SOURCE DOCUMENT -
◇ ◇ ◇ ◇ ◇ ◇ ◇

Thread: Alter timestamp without timezone to with timezone rewrites rows

Alter timestamp without timezone to with timezone rewrites rows

From
Dorian Hoxha
Date:
Hi team,

I have a table with a column of "timestamp without timezone" and I want to alter it to a column of "timestamp with timezone" without rewriting the rows.

Looking at the docs, and doing some quick tests, the data-on-disk is identical for both columns. But when doing an alter table, looks like it's rewriting the rows: (PostgreSQL 13.1)

guru=# create table tt(m timestamp without time zone default now());
guru=# insert into tt(m) values(now());
guru=# SELECT xmin, xmax, cmin, cmax, m from tt;
 xmin | xmax | cmin | cmax |             m              
------+------+------+------+----------------------------
  695 |    0 |    0 |    0 | 2021-01-13 11:47:59.146952
(1 row)

guru=# alter table tt alter column m type timestamp with time zone;
guru=# SELECT xmin, xmax, cmin, cmax, m from tt;
 xmin | xmax | cmin | cmax |               m              
------+------+------+------+-------------------------------
  696 |    0 |    4 |    4 | 2021-01-13 11:47:59.146952+01
(1 row)

Is there any reason to rewrite the rows or is it just an optimization that no one hasn't sent a patch ?

Regards,
Dorian

Re: Alter timestamp without timezone to with timezone rewrites rows

From
Ashutosh Bapat
Date:
On Wed, Jan 13, 2021 at 4:24 PM Dorian Hoxha <dorian.hoxha@gmail.com> wrote:
>
> Hi team,
>
> I have a table with a column of "timestamp without timezone" and I want to alter it to a column of "timestamp with
timezone"without rewriting the rows.

◇ ◇ ◇ ◇ ◇ ◇ ◇

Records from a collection
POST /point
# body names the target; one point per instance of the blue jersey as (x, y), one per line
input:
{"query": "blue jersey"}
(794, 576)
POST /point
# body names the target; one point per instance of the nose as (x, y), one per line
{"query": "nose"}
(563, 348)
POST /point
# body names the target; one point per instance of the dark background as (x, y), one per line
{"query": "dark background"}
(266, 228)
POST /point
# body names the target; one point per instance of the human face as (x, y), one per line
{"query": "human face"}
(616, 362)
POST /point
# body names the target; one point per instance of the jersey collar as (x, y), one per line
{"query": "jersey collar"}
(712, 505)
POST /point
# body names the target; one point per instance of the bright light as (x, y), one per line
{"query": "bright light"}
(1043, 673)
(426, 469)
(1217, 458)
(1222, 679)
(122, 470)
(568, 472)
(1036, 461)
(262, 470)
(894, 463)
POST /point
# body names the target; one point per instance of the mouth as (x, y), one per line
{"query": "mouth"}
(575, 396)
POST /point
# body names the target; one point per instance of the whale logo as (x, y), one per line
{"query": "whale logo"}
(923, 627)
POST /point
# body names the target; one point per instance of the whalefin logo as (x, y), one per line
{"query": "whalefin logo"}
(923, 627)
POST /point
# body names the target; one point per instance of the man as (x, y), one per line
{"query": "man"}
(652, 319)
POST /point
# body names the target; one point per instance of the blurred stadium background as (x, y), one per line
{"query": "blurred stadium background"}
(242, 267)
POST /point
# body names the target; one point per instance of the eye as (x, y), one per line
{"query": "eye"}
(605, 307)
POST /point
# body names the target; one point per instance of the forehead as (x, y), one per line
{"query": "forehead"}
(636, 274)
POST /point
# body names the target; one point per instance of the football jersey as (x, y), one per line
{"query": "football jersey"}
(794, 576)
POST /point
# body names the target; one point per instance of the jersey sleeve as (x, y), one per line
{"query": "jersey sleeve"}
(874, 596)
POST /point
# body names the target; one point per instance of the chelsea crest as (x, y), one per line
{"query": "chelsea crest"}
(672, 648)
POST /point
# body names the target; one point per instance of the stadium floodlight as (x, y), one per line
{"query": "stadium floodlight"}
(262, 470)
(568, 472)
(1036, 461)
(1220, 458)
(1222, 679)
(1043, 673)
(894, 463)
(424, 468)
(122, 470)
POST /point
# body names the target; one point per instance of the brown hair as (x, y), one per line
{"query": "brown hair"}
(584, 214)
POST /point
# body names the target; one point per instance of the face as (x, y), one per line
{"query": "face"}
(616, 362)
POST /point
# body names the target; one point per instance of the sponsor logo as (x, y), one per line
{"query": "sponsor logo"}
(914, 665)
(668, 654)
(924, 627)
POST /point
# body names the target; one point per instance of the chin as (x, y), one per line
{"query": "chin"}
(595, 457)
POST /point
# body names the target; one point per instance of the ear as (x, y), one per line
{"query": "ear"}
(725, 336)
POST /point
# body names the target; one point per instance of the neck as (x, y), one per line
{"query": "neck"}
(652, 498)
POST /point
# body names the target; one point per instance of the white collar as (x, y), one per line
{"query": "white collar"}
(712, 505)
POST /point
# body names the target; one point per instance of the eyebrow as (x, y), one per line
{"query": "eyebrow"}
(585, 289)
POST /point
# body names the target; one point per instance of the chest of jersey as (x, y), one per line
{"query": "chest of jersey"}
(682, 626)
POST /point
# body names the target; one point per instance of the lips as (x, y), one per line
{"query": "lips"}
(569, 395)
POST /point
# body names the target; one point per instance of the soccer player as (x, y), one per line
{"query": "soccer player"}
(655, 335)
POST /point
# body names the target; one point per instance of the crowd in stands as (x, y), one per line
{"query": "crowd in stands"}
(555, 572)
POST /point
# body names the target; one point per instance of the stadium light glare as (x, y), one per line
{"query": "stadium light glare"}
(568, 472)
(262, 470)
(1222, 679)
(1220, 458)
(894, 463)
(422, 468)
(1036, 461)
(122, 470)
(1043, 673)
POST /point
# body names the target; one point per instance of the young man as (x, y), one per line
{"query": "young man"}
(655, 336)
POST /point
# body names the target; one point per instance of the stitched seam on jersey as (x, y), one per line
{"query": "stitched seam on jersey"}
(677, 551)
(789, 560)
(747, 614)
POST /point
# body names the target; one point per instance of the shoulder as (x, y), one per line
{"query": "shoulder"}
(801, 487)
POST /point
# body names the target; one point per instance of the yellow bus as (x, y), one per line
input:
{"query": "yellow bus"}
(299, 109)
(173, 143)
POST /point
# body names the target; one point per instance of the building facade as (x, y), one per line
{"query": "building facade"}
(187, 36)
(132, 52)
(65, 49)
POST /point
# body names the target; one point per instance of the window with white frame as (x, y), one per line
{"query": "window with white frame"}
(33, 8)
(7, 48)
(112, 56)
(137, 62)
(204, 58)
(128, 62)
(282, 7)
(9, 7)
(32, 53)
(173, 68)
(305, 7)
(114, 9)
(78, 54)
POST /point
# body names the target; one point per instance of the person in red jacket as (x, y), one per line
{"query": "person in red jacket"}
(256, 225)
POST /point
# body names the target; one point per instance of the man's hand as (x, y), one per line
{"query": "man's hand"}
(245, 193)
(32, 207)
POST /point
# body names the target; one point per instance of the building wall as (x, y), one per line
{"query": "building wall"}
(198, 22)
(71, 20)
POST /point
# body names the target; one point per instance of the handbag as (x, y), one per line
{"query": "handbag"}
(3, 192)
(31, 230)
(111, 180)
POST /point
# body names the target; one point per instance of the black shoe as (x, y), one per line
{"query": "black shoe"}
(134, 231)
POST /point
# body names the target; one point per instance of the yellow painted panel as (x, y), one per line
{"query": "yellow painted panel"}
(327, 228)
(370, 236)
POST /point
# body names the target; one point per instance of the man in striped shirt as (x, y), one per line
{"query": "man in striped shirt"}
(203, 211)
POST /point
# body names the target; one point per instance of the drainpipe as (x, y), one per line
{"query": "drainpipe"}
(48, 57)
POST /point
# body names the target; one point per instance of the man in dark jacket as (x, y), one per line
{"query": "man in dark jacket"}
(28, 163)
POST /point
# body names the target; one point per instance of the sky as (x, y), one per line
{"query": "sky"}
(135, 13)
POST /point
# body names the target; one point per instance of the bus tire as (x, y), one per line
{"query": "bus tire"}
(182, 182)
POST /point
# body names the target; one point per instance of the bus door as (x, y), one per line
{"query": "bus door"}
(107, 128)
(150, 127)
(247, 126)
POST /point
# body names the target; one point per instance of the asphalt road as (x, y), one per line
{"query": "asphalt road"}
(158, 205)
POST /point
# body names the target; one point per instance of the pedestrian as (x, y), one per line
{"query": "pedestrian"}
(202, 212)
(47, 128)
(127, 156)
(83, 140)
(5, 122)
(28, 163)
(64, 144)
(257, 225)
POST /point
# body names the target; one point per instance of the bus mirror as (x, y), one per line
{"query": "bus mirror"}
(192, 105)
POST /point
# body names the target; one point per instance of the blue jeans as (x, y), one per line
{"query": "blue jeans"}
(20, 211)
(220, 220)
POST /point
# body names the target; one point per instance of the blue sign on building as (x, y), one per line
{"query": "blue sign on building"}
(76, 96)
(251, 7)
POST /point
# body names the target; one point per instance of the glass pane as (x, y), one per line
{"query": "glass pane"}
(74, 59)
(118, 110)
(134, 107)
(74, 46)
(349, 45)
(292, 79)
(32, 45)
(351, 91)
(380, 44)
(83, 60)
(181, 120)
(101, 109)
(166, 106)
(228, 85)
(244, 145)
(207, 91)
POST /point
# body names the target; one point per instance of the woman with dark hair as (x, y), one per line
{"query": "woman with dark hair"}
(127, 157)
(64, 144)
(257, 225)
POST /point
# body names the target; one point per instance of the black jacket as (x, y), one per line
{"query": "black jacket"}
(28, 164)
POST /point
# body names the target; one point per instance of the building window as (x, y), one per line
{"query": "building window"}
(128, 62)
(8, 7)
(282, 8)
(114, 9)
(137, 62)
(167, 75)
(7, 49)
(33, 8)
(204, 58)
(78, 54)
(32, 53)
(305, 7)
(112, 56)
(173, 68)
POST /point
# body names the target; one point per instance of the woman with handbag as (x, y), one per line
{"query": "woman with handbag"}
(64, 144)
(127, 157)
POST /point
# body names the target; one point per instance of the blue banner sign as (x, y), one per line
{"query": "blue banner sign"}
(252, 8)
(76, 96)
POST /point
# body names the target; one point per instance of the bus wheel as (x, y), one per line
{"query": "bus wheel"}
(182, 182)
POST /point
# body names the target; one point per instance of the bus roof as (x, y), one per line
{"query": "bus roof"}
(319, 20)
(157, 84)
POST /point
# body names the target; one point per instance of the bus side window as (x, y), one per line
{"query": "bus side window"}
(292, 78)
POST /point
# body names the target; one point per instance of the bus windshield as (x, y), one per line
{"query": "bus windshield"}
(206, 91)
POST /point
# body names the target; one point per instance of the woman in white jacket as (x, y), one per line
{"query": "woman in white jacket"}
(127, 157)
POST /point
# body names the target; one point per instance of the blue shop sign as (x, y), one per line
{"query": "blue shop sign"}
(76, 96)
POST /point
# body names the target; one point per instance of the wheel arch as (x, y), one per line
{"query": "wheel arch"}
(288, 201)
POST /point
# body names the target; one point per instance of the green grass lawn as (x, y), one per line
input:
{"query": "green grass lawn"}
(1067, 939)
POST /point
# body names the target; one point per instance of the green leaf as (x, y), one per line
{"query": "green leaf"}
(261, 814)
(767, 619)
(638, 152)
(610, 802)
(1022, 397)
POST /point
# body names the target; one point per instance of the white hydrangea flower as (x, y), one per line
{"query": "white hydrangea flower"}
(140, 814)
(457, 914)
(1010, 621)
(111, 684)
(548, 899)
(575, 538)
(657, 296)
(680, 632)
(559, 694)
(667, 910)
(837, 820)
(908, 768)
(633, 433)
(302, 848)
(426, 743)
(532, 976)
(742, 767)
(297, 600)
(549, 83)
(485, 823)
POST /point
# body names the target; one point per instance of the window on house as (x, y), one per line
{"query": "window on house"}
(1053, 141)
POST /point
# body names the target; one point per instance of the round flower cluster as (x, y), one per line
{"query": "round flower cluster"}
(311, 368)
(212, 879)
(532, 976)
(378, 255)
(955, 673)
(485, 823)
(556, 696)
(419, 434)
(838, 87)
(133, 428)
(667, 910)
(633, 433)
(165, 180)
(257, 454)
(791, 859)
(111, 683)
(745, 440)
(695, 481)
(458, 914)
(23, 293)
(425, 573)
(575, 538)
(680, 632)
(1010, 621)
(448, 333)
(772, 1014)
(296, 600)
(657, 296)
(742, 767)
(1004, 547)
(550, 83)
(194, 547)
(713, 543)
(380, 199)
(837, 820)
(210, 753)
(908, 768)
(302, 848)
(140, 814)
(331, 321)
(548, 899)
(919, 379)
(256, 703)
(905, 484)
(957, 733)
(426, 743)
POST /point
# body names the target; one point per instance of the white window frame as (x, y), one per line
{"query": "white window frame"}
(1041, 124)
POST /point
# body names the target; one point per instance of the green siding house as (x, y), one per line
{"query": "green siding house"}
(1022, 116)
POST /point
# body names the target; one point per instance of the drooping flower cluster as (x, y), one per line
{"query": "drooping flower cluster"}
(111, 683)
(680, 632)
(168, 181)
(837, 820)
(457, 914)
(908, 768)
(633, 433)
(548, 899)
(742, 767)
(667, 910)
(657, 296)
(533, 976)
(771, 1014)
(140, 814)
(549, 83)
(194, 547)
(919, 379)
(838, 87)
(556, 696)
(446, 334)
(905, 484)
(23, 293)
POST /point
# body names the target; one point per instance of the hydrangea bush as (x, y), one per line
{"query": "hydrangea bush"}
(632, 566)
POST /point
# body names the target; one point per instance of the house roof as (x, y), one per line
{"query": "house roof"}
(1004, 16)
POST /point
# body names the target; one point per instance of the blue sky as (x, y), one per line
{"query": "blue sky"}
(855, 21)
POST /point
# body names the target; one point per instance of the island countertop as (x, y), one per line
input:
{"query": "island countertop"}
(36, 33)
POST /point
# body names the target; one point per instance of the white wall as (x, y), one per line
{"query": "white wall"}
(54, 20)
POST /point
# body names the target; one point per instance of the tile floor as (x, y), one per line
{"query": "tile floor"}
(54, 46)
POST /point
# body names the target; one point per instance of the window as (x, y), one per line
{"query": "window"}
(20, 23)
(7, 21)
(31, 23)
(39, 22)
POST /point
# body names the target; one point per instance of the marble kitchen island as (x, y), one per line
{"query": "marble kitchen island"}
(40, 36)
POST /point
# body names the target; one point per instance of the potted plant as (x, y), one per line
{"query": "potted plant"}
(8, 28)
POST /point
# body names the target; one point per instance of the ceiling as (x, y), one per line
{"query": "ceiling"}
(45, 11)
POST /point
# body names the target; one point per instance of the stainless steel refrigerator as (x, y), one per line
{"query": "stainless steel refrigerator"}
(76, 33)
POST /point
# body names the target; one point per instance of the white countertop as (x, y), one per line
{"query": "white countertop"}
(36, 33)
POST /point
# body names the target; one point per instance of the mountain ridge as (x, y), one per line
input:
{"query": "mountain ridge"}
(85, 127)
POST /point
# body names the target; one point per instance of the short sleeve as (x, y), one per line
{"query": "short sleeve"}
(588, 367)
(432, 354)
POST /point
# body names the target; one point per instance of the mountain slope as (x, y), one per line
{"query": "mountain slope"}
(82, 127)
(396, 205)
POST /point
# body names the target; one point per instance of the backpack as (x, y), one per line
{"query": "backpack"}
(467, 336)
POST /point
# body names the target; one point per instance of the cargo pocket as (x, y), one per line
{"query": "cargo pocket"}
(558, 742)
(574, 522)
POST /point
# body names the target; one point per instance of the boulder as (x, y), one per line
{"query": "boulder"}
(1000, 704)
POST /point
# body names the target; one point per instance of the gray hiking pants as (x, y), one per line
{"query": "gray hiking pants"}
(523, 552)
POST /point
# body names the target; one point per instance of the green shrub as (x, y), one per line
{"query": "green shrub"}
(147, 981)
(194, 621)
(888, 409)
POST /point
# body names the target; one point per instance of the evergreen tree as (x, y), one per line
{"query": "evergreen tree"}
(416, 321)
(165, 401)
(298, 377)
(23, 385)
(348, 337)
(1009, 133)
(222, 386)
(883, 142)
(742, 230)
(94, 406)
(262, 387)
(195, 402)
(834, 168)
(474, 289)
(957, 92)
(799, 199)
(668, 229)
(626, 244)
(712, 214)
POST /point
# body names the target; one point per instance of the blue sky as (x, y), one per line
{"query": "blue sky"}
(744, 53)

◇ ◇ ◇ ◇ ◇ ◇ ◇

STATED PROBLEM 1 -
List every column name selected by the SELECT statements in the thread on altering a timestamp column.
STATED PROBLEM 2 -
Reproduce the passage of the timestamp thread from "guru=# alter table" to "sent a patch ?".
STATED PROBLEM 3 -
Write the next part of the mailing-list thread on changing a timestamp column's time zone type, picking up from where it stops.

RIGHT ANSWER 1 -
xmin, xmax, cmin, cmax, m

RIGHT ANSWER 2 -
guru=# alter table tt alter column m type timestamp with time zone;
guru=# SELECT xmin, xmax, cmin, cmax, m from tt;
 xmin | xmax | cmin | cmax |               m              
------+------+------+------+-------------------------------
  696 |    0 |    4 |    4 | 2021-01-13 11:47:59.146952+01
(1 row)

Is there any reason to rewrite the rows or is it just an optimization that no one hasn't sent a patch ?

RIGHT ANSWER 3 -
 
>
> Looking at the docs, and doing some quick tests, the data-on-disk is identical for both columns. But when doing an
altertable, looks like it's rewriting the rows: (PostgreSQL 13.1)
 
>
> guru=# create table tt(m timestamp without time zone default now());
> guru=# insert into tt(m) values(now());
> guru=# SELECT xmin, xmax, cmin, cmax, m from tt;
>  xmin | xmax | cmin | cmax |             m
> ------+------+------+------+----------------------------
>   695 |    0 |    0 |    0 | 2021-01-13 11:47:59.146952
> (1 row)
>
> guru=# alter table tt alter column m type timestamp with time zone;
> guru=# SELECT xmin, xmax, cmin, cmax, m from tt;
>  xmin | xmax | cmin | cmax |               m
> ------+------+------+------+-------------------------------
>   696 |    0 |    4 |    4 | 2021-01-13 11:47:59.146952+01
> (1 row)

+01 indicates that there's timezone information added to the data, so
the rows aren't identical. Here's some more SQL run on my laptop which
shows that
postgres=# create table tt(m timestamp without time zone default now());
postgres=# insert into tt(m) values(now());
INSERT 0 1
postgres=# SELECT xmin, xmax, cmin, cmax, m from tt;
 xmin | xmax | cmin | cmax |             m
------+------+------+------+----------------------------
  509 |    0 |    0 |    0 | 2021-01-13 19:23:25.647806
(1 row)

postgres=# show timezone;
   TimeZone
--------------
 Asia/Kolkata
(1 row)

postgres=# set timezone TO 'Asia/Manila';
SET
postgres=# show timezone;
  TimeZone
-------------
 Asia/Manila
(1 row)

postgres=# SELECT xmin, xmax, cmin, cmax, m from tt;
 xmin | xmax | cmin | cmax |             m
------+------+------+------+----------------------------
  509 |    0 |    0 |    0 | 2021-01-13 19:23:25.647806
(1 row)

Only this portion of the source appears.